### Rows from an object pointing dataset
* start *

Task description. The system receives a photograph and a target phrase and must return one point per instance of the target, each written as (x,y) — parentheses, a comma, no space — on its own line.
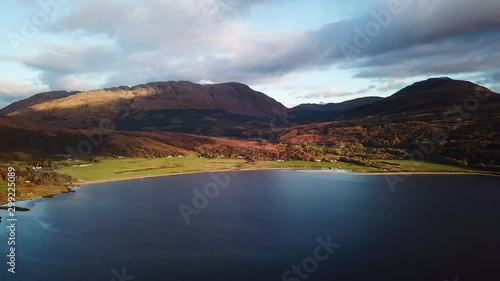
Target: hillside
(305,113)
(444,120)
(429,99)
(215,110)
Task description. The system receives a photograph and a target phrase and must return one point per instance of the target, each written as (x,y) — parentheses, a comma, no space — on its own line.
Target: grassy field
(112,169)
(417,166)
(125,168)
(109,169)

* end *
* start *

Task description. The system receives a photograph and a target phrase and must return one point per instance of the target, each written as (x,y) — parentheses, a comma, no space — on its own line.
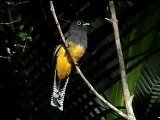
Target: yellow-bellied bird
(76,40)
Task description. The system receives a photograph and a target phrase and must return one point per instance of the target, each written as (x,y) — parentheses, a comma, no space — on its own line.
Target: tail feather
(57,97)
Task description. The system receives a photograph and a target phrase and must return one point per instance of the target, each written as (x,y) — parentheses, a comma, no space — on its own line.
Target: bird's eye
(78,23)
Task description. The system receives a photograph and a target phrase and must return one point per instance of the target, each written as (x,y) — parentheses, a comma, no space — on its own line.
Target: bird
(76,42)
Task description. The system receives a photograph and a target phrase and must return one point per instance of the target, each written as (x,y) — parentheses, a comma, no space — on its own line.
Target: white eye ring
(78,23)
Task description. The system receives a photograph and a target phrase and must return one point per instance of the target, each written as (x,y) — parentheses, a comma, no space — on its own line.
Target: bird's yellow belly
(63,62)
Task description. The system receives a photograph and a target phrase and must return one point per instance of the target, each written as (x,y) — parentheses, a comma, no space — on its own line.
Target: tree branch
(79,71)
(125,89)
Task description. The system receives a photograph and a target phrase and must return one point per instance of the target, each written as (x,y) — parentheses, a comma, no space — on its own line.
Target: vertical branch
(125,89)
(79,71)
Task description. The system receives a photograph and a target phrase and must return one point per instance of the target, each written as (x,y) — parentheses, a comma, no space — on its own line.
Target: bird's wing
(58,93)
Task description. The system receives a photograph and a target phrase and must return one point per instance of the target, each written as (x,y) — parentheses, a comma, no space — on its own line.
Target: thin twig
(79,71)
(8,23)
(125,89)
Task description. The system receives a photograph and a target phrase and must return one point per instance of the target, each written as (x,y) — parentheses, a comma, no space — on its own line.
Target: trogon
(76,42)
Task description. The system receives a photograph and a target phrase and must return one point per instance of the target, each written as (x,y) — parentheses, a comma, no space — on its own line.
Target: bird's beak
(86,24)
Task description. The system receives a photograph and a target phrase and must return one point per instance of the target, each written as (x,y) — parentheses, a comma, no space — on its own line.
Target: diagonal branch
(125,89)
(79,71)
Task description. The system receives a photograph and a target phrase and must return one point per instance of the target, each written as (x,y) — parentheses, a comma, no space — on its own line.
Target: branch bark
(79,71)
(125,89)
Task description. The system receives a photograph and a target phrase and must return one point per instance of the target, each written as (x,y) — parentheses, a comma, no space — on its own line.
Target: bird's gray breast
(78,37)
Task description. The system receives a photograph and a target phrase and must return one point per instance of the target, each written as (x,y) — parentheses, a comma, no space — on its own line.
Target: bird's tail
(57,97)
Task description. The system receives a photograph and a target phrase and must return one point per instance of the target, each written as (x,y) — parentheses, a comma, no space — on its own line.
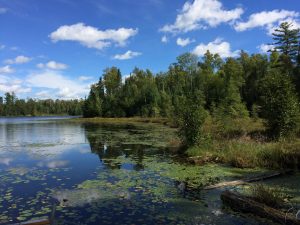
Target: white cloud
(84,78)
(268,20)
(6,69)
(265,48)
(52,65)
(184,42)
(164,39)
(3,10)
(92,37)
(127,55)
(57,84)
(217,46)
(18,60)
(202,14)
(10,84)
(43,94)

* end *

Collect and copy out every line of the rows above that contains the string "branch", treating uppercase and lowercase as different.

### Correct answer
Target: tree branch
Target: vertical branch
Target: diagonal branch
Target: branch bark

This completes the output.